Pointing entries
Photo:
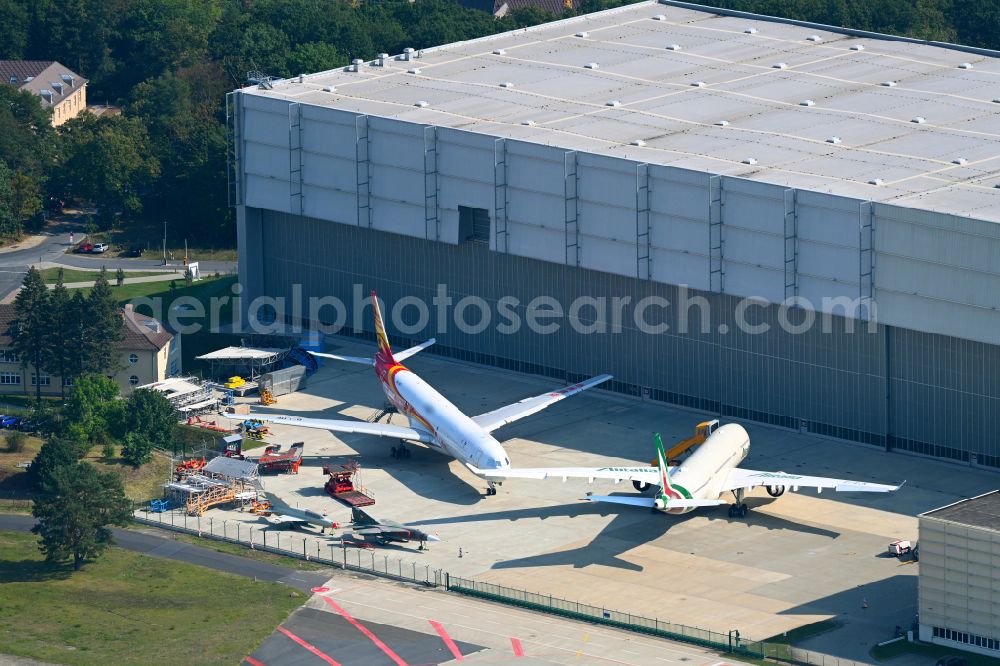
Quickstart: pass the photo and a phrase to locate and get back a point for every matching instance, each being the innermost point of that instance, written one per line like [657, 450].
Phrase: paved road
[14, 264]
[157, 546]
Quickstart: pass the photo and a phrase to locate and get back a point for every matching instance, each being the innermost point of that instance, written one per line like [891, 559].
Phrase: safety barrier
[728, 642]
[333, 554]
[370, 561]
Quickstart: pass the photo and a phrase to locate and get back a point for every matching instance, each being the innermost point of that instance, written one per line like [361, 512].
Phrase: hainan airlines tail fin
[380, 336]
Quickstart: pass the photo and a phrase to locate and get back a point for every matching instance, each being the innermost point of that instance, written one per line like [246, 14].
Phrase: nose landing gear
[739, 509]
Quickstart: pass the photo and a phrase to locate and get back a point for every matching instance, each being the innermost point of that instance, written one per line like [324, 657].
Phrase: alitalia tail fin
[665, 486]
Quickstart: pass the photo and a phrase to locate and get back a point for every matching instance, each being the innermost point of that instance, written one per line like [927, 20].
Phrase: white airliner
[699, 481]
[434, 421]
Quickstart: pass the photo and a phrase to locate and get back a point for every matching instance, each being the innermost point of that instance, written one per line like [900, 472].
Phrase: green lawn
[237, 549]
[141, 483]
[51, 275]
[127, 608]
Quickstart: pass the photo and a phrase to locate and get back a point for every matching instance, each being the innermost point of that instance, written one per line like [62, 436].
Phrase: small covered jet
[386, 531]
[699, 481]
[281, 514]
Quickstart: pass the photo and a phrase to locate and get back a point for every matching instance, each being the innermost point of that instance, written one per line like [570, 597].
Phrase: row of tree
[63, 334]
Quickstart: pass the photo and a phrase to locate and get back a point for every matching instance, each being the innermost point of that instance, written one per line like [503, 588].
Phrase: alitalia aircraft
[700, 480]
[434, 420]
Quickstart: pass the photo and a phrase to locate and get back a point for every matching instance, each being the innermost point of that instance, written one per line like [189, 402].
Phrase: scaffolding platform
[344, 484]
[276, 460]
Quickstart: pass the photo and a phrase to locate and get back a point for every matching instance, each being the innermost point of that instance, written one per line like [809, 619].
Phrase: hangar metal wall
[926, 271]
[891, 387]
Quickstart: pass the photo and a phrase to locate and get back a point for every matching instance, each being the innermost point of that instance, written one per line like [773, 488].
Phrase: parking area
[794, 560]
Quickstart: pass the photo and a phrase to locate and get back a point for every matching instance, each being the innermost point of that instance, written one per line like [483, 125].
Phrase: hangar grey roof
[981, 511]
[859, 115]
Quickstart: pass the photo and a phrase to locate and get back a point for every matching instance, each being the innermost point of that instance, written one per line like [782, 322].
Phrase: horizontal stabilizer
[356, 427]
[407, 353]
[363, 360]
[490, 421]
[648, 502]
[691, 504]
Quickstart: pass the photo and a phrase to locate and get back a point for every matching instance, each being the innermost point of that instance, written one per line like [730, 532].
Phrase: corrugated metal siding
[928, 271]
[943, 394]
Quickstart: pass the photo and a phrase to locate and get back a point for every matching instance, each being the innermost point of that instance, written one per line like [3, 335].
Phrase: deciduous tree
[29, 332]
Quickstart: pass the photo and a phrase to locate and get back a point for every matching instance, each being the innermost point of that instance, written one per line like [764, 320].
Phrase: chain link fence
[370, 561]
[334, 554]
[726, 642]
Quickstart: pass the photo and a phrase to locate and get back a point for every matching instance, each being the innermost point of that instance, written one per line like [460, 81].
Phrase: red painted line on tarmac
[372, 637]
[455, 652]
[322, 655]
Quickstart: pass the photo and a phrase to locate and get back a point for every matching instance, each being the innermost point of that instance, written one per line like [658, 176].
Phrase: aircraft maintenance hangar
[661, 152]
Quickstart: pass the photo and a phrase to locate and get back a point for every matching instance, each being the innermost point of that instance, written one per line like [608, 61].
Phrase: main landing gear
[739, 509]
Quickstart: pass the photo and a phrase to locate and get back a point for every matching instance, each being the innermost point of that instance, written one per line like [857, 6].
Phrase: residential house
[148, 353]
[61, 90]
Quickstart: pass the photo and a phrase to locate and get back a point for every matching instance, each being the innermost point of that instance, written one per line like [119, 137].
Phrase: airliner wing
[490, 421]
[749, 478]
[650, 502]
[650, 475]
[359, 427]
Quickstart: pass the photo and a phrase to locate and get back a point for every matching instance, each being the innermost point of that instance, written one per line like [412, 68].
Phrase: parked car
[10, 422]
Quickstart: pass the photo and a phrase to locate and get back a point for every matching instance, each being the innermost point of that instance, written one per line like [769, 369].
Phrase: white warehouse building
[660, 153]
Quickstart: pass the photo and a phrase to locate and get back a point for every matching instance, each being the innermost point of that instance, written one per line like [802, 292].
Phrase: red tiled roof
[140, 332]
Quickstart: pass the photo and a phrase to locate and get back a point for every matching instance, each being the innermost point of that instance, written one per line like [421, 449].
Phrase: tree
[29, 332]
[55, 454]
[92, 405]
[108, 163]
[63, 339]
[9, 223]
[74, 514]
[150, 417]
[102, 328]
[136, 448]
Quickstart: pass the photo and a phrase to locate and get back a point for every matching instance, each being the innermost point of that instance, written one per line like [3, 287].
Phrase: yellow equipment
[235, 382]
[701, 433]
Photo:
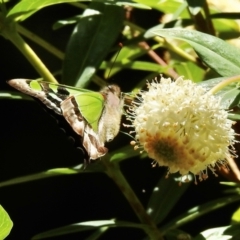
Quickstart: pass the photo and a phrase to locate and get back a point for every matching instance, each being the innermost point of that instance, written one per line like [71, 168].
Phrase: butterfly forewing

**EXERCISE OBJECTIVE**:
Format every line of the entries above as a Markdown table with the columns "Number" and "Content," giving each row its sequential number and omitting blank lines. Leave the pictures out of the table.

**RESULT OF THE TASK**:
| Number | Content |
|---|---|
| 1 | Photo: |
| 2 | Quickstart: pass the photo and a phrase to locate and get back a point for every matching instance, each being the innermost point of that instance, written one per line like [657, 450]. |
| 3 | Phrase: paved road |
| 4 | [14, 264] |
| 5 | [157, 546] |
| 6 | Quickstart: pass the photo and a phrase to locate and get back a point for every matching instance, each being the innermost point of that instance, written one per line like [891, 559]. |
| 7 | Phrase: safety barrier |
| 8 | [728, 642] |
| 9 | [333, 554] |
| 10 | [370, 561] |
| 11 | Quickstart: pass the photo and a phrase to locate and get back a point for every matching instance, each being the innermost point of that instance, written one per line like [361, 512]. |
| 12 | Phrase: hainan airlines tail fin |
| 13 | [380, 336] |
| 14 | Quickstart: pass the photo and a phrase to locate and get back a point for every matching instance, each being the innermost point of that instance, written one per line like [246, 14]. |
| 15 | Phrase: nose landing gear |
| 16 | [739, 509] |
| 17 | Quickstart: pass the photo and a phrase to locate and get back a point for every matching instance, each being the innermost point of that instance, written one per line like [324, 657]. |
| 18 | Phrase: alitalia tail fin |
| 19 | [665, 486] |
| 20 | Quickstart: pass the photo and a phrase to locate and get back a point for every matching instance, each being the innermost point of that instance, written one per line like [927, 20]. |
| 21 | Phrase: white airliner |
| 22 | [699, 481] |
| 23 | [434, 421] |
| 24 | Quickstart: pass the photo and a phrase to locate and get back a point for every matching instance, each being the innermost point of that instance, written one per line like [900, 472]. |
| 25 | Phrase: green lawn |
| 26 | [237, 549] |
| 27 | [141, 483] |
| 28 | [51, 275] |
| 29 | [127, 608] |
| 30 | Quickstart: pass the photo and a phrase to locate and get back a point for every matching instance, each being the innermost point of that instance, written one per line like [62, 436]. |
| 31 | Phrase: small covered jet |
| 32 | [386, 531] |
| 33 | [699, 481] |
| 34 | [281, 514] |
| 35 | Quickstart: pass the photo and a phrase to locate and get back a point for every matching instance, each being the innermost point of that instance, written one per line like [570, 597]. |
| 36 | Phrase: row of tree |
| 37 | [63, 334] |
| 38 | Quickstart: pass the photo and a phrase to locate and get back a point for every matching instance, each being the innermost point of that instance, written one per line like [503, 588]. |
| 39 | Phrase: alitalia aircraft |
| 40 | [700, 480] |
| 41 | [434, 420] |
| 42 | Quickstart: pass the photo and a phrase to locate and get back a point for every matching instance, each being the innermost point of that instance, written one per line like [189, 402]. |
| 43 | Phrase: scaffolding platform |
| 44 | [344, 484] |
| 45 | [276, 460] |
| 46 | Quickstart: pass the photo and a phrase to locate and get back a point for every matching instance, each being the innermost point of that instance, written one per line like [809, 619]. |
| 47 | Phrase: hangar metal wall |
| 48 | [926, 271] |
| 49 | [891, 387] |
| 50 | Quickstart: pass the photo and a phrase to locate and get back a point for every matching instance, each being the innermost point of that instance, written one per line like [773, 488]. |
| 51 | Phrase: parking area |
| 52 | [794, 560] |
| 53 | Quickstart: pass the photo and a phrase to locate and get back a point for every matching instance, each being the innermost point of that instance, written one per line like [483, 125]. |
| 54 | Phrase: hangar grey roof |
| 55 | [981, 511] |
| 56 | [859, 115] |
| 57 | Quickstart: pass the photo and a phrase to locate and get back a point for every matching instance, each being the innermost point of that instance, written one per line like [782, 322]. |
| 58 | Phrase: horizontal stabilizer |
| 59 | [356, 427] |
| 60 | [407, 353] |
| 61 | [363, 360] |
| 62 | [490, 421] |
| 63 | [648, 502] |
| 64 | [691, 504] |
| 65 | Quickstart: pass the photo and a phrase to locate and get back a point for every matching instance, each being the innermost point of that instance, written one per line like [730, 532]. |
| 66 | Phrase: corrugated metal siding |
| 67 | [928, 271] |
| 68 | [943, 394] |
| 69 | Quickstart: pass the photo and a phrase to locate and get back a point for every matching instance, each being the innermost point of that instance, written one per line like [3, 335]. |
| 70 | Phrase: deciduous tree |
| 71 | [29, 332] |
| 72 | Quickstart: pass the photo and a phrase to locate and get back a point for every matching instance, each being the innermost point of that instance, written one per line like [764, 320]. |
| 73 | Phrase: chain link fence |
| 74 | [370, 561] |
| 75 | [334, 554] |
| 76 | [726, 642] |
| 77 | Quickstart: pass the photo and a phrase to locate and get back a point for every matching instance, each being the innermost point of that instance, written one per line like [460, 81]. |
| 78 | Phrase: red painted line on tarmac |
| 79 | [372, 637] |
| 80 | [455, 652] |
| 81 | [322, 655] |
| 82 | Quickstart: pass the photo and a phrase to locate and get back a point for every matching instance, each being the innermost point of that instance, written one per line like [658, 176]. |
| 83 | Phrase: aircraft maintenance hangar |
| 84 | [661, 152] |
| 85 | Quickstart: pass the photo and a phrase to locate and get back a point for every matching instance, each being the innermost point of that instance, written one per line like [608, 61]. |
| 86 | Phrase: main landing gear |
| 87 | [739, 509] |
| 88 | Quickstart: pass the photo and a phrase to locate and get back a point for every matching instance, each being the innermost point of that instance, written one per line like [857, 6]. |
| 89 | Phrase: residential house |
| 90 | [148, 353] |
| 91 | [61, 90] |
| 92 | Quickstart: pass the photo and a phrase to locate and get back a point for every matching instance, each being the innermost point of that instance, written one per line like [119, 137]. |
| 93 | Phrase: airliner wing |
| 94 | [490, 421] |
| 95 | [749, 478] |
| 96 | [650, 502] |
| 97 | [650, 475] |
| 98 | [359, 427] |
| 99 | Quickstart: pass the photo and a phrase to locate and get back a point for every matching instance, each being the innermost point of that instance, written one per line like [412, 68]. |
| 100 | Phrase: parked car |
| 101 | [10, 422] |
| 102 | Quickstart: pass the photo and a phrase to locate and get back a point for every matching instance, each being the innermost point of that instance, written one per line like [769, 369]. |
| 103 | Phrase: white warehouse building |
| 104 | [660, 153] |
| 105 | Quickstart: pass the photo and a phrase to locate and get back a point for every matching instance, each being the innermost point of that instance, written one per line like [802, 292]. |
| 106 | Phrase: red tiled roof |
| 107 | [140, 332] |
| 108 | Quickstart: pass the photo and a phrase to locate and get back a point for every matching instance, each being the innermost point of that instance, written one per line like [421, 449]. |
| 109 | Phrase: tree |
| 110 | [29, 332] |
| 111 | [55, 454] |
| 112 | [92, 405] |
| 113 | [108, 163] |
| 114 | [63, 339] |
| 115 | [9, 223] |
| 116 | [74, 514] |
| 117 | [150, 417] |
| 118 | [102, 328] |
| 119 | [136, 448] |
| 120 | Quickstart: pass the photo and a phrase to locate and get back a point for every matching instance, each being the innermost point of that instance, written one per line like [3, 287]. |
| 121 | Phrase: yellow equipment |
| 122 | [235, 382] |
| 123 | [701, 433] |
| 124 | Photo: |
| 125 | Quickstart: pass the photo and a phrase to locate and get back a point for every matching instance, each being the innermost point of that instance, written one per line like [71, 168]. |
| 126 | Phrase: butterfly forewing |